**EXERCISE BRIEF**
Using the records below, filter out every line that lacks "black" and copy the rest.

(Dataset entries)
○ ○ ○ ○
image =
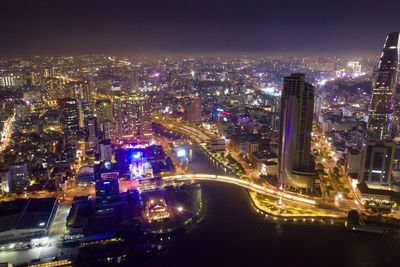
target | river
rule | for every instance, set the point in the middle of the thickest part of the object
(233, 233)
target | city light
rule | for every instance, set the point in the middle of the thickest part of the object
(181, 152)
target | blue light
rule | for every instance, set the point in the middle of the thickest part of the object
(136, 155)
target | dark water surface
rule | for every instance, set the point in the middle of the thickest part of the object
(232, 233)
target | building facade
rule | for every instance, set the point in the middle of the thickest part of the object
(377, 164)
(380, 117)
(296, 166)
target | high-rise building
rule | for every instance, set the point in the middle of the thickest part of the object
(193, 111)
(107, 183)
(92, 133)
(296, 165)
(382, 103)
(377, 163)
(18, 175)
(104, 114)
(135, 80)
(132, 115)
(144, 116)
(22, 110)
(69, 115)
(353, 67)
(105, 150)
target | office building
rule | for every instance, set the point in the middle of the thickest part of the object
(69, 115)
(296, 165)
(92, 133)
(380, 117)
(18, 175)
(107, 183)
(133, 118)
(135, 81)
(193, 111)
(22, 110)
(105, 150)
(377, 164)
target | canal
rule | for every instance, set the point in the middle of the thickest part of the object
(233, 233)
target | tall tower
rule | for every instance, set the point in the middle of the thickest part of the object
(135, 80)
(382, 103)
(377, 163)
(296, 166)
(133, 117)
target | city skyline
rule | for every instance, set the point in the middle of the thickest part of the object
(139, 133)
(207, 27)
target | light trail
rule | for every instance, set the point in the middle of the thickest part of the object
(236, 181)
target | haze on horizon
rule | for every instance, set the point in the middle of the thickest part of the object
(200, 27)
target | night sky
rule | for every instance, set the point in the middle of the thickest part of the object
(187, 26)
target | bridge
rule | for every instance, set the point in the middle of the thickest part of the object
(236, 181)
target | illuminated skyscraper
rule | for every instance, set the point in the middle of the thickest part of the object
(103, 113)
(377, 163)
(135, 80)
(132, 115)
(193, 111)
(382, 103)
(69, 115)
(296, 166)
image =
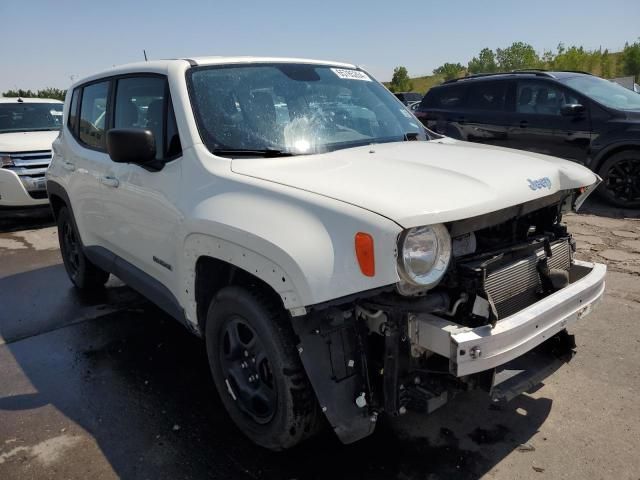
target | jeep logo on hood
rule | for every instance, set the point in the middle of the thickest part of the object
(539, 183)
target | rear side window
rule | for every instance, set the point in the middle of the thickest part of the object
(93, 112)
(542, 98)
(446, 98)
(73, 112)
(487, 96)
(143, 102)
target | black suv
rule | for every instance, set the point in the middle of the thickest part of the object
(573, 115)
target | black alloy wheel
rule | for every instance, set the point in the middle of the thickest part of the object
(621, 179)
(85, 275)
(247, 370)
(256, 368)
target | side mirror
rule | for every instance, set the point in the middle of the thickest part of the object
(131, 145)
(572, 110)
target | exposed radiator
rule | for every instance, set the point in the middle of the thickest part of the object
(514, 286)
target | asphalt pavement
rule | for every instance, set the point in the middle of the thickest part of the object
(108, 386)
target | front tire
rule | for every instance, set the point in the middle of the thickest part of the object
(257, 370)
(83, 274)
(621, 179)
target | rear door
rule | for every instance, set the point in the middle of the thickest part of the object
(538, 125)
(87, 159)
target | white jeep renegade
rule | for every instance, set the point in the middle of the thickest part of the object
(27, 128)
(339, 260)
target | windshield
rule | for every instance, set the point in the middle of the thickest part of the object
(295, 109)
(608, 93)
(30, 117)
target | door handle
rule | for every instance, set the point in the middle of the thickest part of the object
(112, 182)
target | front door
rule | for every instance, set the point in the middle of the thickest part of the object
(142, 200)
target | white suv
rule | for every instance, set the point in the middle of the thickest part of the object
(28, 126)
(339, 260)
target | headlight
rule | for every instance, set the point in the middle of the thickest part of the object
(424, 255)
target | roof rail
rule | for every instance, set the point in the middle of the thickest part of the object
(537, 72)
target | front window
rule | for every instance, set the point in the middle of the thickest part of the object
(608, 93)
(295, 109)
(30, 117)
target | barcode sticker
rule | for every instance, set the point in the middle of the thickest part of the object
(351, 74)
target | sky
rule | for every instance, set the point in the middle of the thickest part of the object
(47, 43)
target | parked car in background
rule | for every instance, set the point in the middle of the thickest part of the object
(408, 97)
(28, 126)
(338, 259)
(572, 115)
(627, 82)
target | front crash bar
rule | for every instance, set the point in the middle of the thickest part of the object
(473, 350)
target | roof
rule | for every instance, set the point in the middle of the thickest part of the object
(554, 74)
(27, 100)
(165, 65)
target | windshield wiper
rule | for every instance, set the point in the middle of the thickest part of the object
(242, 152)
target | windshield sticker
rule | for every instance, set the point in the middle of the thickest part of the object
(351, 74)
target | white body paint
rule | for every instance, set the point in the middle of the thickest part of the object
(289, 221)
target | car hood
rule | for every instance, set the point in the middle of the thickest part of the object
(422, 183)
(27, 141)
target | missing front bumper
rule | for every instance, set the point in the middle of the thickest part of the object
(474, 350)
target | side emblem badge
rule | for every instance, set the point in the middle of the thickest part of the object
(539, 183)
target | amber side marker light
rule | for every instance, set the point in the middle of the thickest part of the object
(364, 254)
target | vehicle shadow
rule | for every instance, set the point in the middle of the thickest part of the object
(13, 220)
(596, 206)
(139, 383)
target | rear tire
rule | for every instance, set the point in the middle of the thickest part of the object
(82, 273)
(257, 370)
(621, 179)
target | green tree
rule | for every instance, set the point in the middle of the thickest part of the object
(400, 81)
(485, 62)
(631, 59)
(518, 56)
(450, 70)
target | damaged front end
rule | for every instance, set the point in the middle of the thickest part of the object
(496, 319)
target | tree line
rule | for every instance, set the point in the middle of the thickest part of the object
(50, 92)
(521, 55)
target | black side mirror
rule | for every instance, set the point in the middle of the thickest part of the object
(572, 110)
(131, 145)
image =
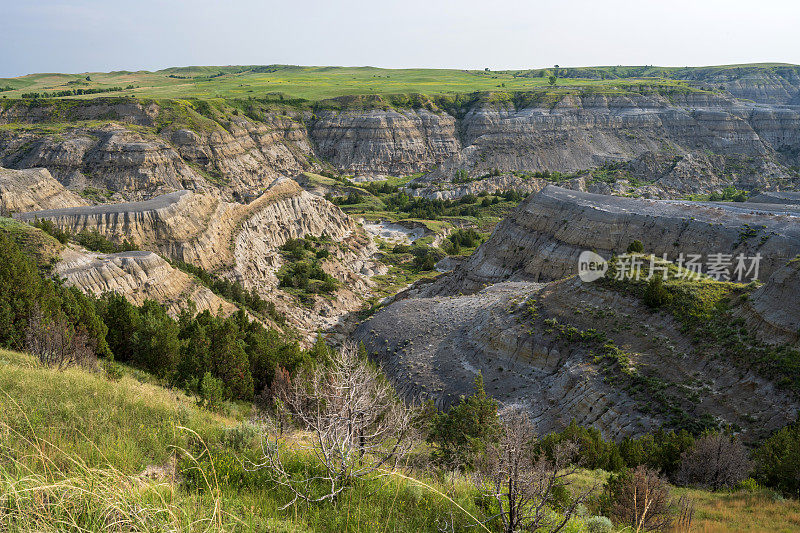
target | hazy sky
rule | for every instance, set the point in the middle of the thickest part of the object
(103, 35)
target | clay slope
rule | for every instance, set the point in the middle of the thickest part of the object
(435, 347)
(136, 150)
(242, 241)
(542, 239)
(139, 276)
(773, 309)
(32, 190)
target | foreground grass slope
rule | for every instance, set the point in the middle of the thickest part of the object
(65, 435)
(79, 452)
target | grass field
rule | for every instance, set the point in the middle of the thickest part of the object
(317, 83)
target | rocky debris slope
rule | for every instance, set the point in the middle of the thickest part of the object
(775, 197)
(434, 347)
(728, 141)
(139, 276)
(32, 190)
(542, 239)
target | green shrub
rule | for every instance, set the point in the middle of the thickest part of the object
(466, 429)
(211, 391)
(599, 524)
(778, 461)
(113, 370)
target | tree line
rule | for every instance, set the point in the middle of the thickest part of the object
(232, 357)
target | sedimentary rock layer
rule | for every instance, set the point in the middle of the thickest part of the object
(542, 239)
(33, 189)
(434, 348)
(138, 276)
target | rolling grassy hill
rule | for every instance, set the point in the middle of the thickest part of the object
(317, 83)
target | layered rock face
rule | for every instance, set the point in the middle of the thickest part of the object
(111, 158)
(239, 241)
(542, 239)
(585, 132)
(385, 141)
(137, 156)
(139, 276)
(773, 310)
(493, 314)
(32, 190)
(779, 85)
(434, 348)
(161, 221)
(141, 150)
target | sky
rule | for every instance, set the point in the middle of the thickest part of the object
(105, 35)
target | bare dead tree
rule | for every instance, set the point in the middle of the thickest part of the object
(716, 461)
(523, 482)
(358, 427)
(57, 344)
(642, 501)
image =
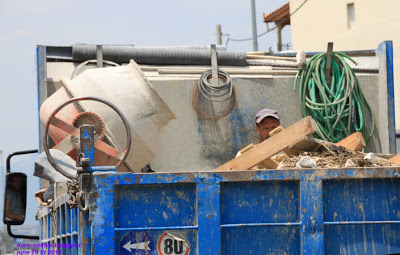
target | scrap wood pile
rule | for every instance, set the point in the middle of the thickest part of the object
(292, 148)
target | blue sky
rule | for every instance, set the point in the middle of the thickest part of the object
(25, 24)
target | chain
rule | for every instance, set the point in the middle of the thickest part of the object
(73, 188)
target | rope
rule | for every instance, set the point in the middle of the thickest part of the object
(226, 91)
(339, 110)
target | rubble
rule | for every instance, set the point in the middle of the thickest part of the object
(338, 157)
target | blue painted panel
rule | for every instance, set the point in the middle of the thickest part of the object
(156, 236)
(261, 240)
(362, 239)
(155, 205)
(361, 200)
(260, 202)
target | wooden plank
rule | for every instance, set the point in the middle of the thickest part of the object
(354, 142)
(273, 145)
(268, 163)
(288, 151)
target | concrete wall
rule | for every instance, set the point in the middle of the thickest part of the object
(192, 143)
(318, 22)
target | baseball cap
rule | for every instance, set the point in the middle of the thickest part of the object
(263, 113)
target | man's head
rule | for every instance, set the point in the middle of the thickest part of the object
(266, 121)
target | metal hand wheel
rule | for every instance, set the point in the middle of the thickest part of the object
(74, 131)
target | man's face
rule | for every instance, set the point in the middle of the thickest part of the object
(16, 183)
(265, 126)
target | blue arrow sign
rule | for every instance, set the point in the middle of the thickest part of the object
(137, 243)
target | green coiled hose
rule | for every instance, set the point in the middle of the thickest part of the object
(338, 110)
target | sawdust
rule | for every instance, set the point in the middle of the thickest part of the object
(334, 157)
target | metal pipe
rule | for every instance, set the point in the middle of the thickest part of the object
(254, 24)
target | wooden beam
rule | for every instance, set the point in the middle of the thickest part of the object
(288, 151)
(273, 145)
(269, 163)
(354, 142)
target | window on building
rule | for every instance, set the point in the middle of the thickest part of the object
(351, 16)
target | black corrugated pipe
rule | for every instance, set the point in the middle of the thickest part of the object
(158, 56)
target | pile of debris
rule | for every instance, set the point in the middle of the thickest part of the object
(336, 157)
(291, 148)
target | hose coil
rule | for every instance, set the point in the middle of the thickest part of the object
(338, 110)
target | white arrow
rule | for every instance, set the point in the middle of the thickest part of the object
(137, 246)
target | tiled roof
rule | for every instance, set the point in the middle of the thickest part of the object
(277, 15)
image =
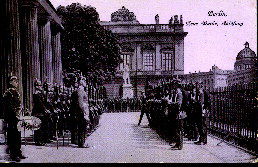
○ ○ ○ ○
**RESULT OF THIS TASK**
target | black suv
target | black alloy wheel
target | black side mirror
target | black corrugated pipe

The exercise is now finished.